What this exercise asks:
[a] Using the passage on the Bankruptcy Code's automatic stay, explain why the stay has been held not to reach proceedings against a debtor's codefendant, partners, or guarantors.
[b] Answer these from the passage on the automatic stay:
(i) Which section of the United States Code is quoted for the rule that the stay applies to a proceeding against the debtor?
(ii) In what year was Allegheny Intl. Credit Corp. v. Bio–Energy of Lincoln, Inc. decided?
(iii) In In re Furlong, what share of a corporation's stock does the passage say still did not bring the corporation's assets under the stay?
[c] Continue the passage on the Bankruptcy Code's automatic stay from its final sentence, in the same style.

Source document:

• • • •

The automatic stay provisions of the Bankruptcy Code only apply to a "proceeding against the [petitioning] debtor," not against others. 11 U.S.C. § 362(a)(1). See In re Two Appeals Arising Out of the San Juan Dupont Plaza Hotel Fire Litigation, 994 F.2d 956, 969 (1st Cir. 1993). "Thus the stay provisions have been held not to apply to proceedings against a codefendant of the debtor, ... against individual partners of the debtor, ... or against the guarantors of its debts." Allegheny Intl. Credit Corp. v. Bio–Energy of Lincoln, Inc., 21 Mass.App.Ct. 155, 158, 485 N.E.2d 965 (1985). See In re Furlong, 660 F.3d 81, 89–90 (1st Cir. 2011) (automatic stay does not extend to assets of corporation in which debtor has interest, even where interest is 100 percent of stock).

• • • •

Given entries:
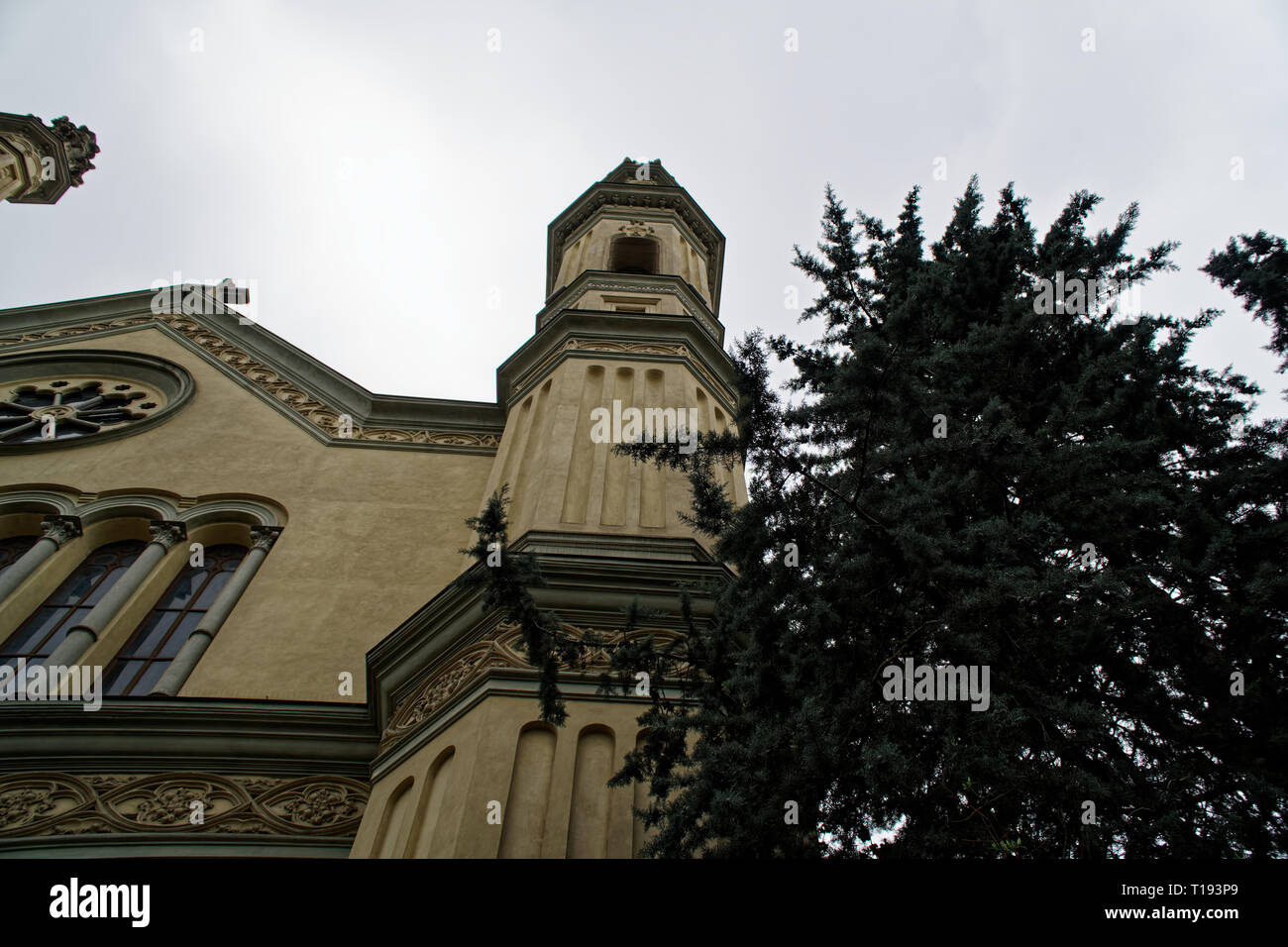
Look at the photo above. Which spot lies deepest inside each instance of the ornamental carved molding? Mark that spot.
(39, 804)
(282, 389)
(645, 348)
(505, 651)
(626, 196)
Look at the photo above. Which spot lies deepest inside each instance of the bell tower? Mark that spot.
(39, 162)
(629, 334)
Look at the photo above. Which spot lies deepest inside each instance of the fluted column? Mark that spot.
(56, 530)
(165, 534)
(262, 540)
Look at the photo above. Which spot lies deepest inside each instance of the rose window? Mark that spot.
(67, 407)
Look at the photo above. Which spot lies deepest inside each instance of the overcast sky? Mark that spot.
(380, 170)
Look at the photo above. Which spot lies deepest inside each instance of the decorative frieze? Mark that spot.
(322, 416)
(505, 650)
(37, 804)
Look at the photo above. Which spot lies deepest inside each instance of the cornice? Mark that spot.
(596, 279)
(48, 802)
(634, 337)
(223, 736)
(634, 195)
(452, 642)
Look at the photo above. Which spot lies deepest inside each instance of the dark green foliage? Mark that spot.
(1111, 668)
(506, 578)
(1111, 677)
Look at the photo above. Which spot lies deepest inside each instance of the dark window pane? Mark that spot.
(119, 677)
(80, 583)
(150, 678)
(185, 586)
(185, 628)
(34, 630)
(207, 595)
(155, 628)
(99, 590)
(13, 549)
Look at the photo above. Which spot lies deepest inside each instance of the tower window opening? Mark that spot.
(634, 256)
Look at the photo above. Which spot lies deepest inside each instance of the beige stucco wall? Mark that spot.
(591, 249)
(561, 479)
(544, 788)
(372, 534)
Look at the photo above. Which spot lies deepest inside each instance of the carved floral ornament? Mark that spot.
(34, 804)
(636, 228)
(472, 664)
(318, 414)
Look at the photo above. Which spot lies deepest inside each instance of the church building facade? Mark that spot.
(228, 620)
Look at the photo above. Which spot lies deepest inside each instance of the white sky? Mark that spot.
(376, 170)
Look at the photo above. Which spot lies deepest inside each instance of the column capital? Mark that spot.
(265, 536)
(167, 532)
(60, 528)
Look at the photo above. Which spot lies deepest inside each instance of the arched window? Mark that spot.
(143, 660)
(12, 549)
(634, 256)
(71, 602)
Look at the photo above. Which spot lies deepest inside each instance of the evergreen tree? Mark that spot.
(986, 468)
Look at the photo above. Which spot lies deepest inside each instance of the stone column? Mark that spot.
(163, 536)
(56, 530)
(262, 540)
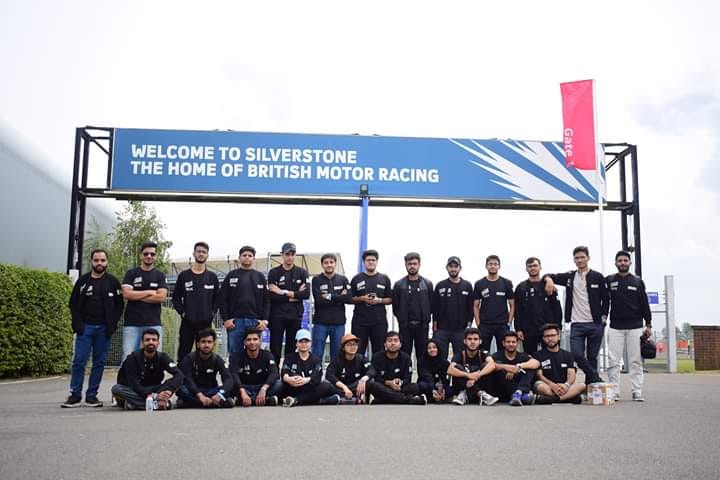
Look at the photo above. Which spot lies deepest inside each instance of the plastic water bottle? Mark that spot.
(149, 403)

• • • •

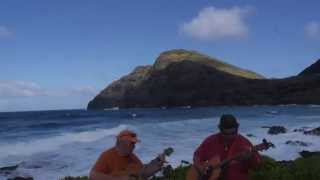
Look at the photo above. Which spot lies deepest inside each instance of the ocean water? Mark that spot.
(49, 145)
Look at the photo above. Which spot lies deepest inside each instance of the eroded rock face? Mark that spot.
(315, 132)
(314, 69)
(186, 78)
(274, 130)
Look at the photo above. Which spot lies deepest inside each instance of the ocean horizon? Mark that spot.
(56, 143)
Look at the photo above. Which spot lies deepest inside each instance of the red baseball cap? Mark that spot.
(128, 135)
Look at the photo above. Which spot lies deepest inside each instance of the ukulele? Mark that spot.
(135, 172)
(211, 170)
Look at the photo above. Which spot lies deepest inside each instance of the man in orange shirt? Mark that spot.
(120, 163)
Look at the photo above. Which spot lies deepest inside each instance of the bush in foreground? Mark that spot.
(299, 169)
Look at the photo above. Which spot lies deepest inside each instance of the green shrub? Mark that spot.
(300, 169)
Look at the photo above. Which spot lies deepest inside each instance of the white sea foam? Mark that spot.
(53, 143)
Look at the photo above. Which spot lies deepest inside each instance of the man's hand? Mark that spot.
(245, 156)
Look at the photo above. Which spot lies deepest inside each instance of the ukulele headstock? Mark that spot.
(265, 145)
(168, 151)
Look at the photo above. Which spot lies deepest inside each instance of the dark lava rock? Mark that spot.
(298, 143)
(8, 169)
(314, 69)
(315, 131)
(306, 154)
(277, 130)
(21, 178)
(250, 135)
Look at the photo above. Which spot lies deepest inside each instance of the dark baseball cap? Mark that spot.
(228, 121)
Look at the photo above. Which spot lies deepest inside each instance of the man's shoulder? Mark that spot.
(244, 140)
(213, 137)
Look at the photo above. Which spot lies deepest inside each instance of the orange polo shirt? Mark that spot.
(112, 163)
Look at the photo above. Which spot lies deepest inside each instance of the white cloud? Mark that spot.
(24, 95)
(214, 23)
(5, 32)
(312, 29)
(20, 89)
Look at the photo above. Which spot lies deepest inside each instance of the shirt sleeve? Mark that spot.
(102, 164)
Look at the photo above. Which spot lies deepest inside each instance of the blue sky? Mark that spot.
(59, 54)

• • • •

Results for each task:
[a] The automatic stay applies only to a "proceeding against the [petitioning] debtor," not against others. A codefendant, an individual partner, or a guarantor of the debtor's debts is someone other than the debtor, so proceedings against them fall outside the stay.

[b]
(i) 11 U.S.C. § 362(a)(1)
(ii) 1985
(iii) 100 percent

[c]
The present appeal is a continuation of the judicial action against Bass River and Tozer that was commenced by the city prior to Tozer's initiation of bankruptcy proceedings. The parties assert, and we agree, that none of the exceptions to the automatic stay provisions, set forth in 11 U.S.C. § 362(b)(1)-(28) (2012), is applicable in this case. We also agree with the parties that, because the automatic stay provisions of the Bankruptcy Code only apply to Tozer, Bass River's appeal should proceed. Tozer's appeal is hereby stayed, and we turn to the merits of Bass River's arguments.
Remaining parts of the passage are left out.